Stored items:
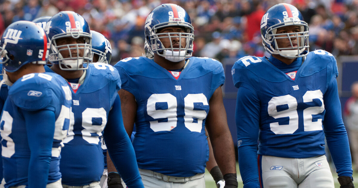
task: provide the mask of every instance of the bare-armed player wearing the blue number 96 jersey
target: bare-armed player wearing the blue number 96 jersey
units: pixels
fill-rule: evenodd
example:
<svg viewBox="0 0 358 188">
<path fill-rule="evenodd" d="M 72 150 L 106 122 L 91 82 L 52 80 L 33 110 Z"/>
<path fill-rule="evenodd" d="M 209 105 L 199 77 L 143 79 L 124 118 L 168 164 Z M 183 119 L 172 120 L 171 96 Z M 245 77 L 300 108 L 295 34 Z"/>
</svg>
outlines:
<svg viewBox="0 0 358 188">
<path fill-rule="evenodd" d="M 159 5 L 145 22 L 154 59 L 126 58 L 115 65 L 121 75 L 118 93 L 128 135 L 136 125 L 132 144 L 145 187 L 205 187 L 209 156 L 205 127 L 225 187 L 237 187 L 222 100 L 224 70 L 214 59 L 191 57 L 193 32 L 182 7 Z M 110 168 L 108 164 L 108 172 Z"/>
</svg>

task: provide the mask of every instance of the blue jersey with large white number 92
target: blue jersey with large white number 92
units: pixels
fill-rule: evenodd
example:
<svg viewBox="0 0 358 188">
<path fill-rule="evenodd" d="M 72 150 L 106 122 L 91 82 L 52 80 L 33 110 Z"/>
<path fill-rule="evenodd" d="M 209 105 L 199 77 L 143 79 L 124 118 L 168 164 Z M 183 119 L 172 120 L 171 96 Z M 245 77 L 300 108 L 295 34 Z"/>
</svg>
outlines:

* Problem to solve *
All of the data, minus its pictures, should be repeated exactly.

* Task response *
task: provide the mask of every instance of the bare-armed player wearing the blue number 96 jersey
target: bare-armed player wearing the blue number 96 jersey
units: pixels
fill-rule: evenodd
example:
<svg viewBox="0 0 358 188">
<path fill-rule="evenodd" d="M 72 150 L 106 122 L 91 82 L 52 80 L 33 110 Z"/>
<path fill-rule="evenodd" d="M 209 105 L 199 77 L 143 79 L 124 118 L 168 164 Z M 183 119 L 172 120 L 171 96 Z M 245 77 L 300 108 L 295 34 Z"/>
</svg>
outlines:
<svg viewBox="0 0 358 188">
<path fill-rule="evenodd" d="M 159 5 L 145 22 L 154 59 L 126 58 L 115 65 L 121 75 L 118 93 L 128 135 L 136 125 L 132 144 L 145 187 L 205 187 L 209 156 L 205 127 L 225 187 L 237 187 L 222 100 L 224 70 L 214 59 L 191 57 L 193 32 L 182 7 Z M 110 168 L 108 164 L 108 172 Z"/>
</svg>

task: provide the mask of every instance of the blue jersey with large white number 92
target: blue jersey with large white number 92
units: pixels
fill-rule: evenodd
example:
<svg viewBox="0 0 358 188">
<path fill-rule="evenodd" d="M 72 150 L 106 122 L 91 82 L 52 80 L 33 110 Z"/>
<path fill-rule="evenodd" d="M 209 105 L 199 77 L 143 79 L 124 118 L 168 164 Z M 183 119 L 172 120 L 171 96 Z M 245 77 L 300 108 L 295 34 Z"/>
</svg>
outlines:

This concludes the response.